* **MATERIAL FOR THIS EXERCISE**
=======

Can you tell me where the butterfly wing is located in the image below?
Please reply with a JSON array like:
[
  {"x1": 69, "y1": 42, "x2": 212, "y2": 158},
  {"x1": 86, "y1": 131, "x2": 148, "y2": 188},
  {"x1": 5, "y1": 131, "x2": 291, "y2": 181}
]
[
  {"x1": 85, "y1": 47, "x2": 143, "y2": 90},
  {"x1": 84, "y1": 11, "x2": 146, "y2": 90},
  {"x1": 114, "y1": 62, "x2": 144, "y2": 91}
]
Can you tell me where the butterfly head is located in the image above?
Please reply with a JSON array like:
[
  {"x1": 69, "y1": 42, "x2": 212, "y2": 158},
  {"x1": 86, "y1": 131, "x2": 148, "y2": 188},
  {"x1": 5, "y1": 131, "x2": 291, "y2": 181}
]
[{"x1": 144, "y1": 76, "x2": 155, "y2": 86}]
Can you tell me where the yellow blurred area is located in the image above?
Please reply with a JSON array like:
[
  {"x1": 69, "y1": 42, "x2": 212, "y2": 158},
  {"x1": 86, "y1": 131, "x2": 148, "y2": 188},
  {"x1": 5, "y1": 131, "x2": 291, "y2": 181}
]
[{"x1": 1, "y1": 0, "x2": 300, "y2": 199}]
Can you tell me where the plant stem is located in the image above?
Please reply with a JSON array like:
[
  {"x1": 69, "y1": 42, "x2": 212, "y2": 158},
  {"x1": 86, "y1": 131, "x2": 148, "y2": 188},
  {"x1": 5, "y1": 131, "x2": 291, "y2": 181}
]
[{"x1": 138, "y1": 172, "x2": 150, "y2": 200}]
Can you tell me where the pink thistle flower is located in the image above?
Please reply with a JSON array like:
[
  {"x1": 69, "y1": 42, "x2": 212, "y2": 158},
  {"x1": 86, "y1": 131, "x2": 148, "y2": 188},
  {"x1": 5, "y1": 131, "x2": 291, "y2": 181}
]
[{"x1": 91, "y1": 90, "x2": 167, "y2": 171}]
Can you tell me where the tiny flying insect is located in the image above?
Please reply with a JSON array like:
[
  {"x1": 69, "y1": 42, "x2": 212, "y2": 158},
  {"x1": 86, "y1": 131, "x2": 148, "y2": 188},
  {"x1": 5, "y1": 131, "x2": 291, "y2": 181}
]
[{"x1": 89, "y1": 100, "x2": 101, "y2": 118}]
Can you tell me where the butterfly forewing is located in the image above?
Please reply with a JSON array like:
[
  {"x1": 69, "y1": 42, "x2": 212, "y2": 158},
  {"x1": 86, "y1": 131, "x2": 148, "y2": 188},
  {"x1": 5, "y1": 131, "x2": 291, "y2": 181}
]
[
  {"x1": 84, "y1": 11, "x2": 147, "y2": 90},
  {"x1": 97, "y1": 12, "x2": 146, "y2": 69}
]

=======

* **WHAT YOU WILL DO**
Out of the lines in the listing, count the ones with the word "above", then give only the number.

* **WRITTEN ANSWER**
6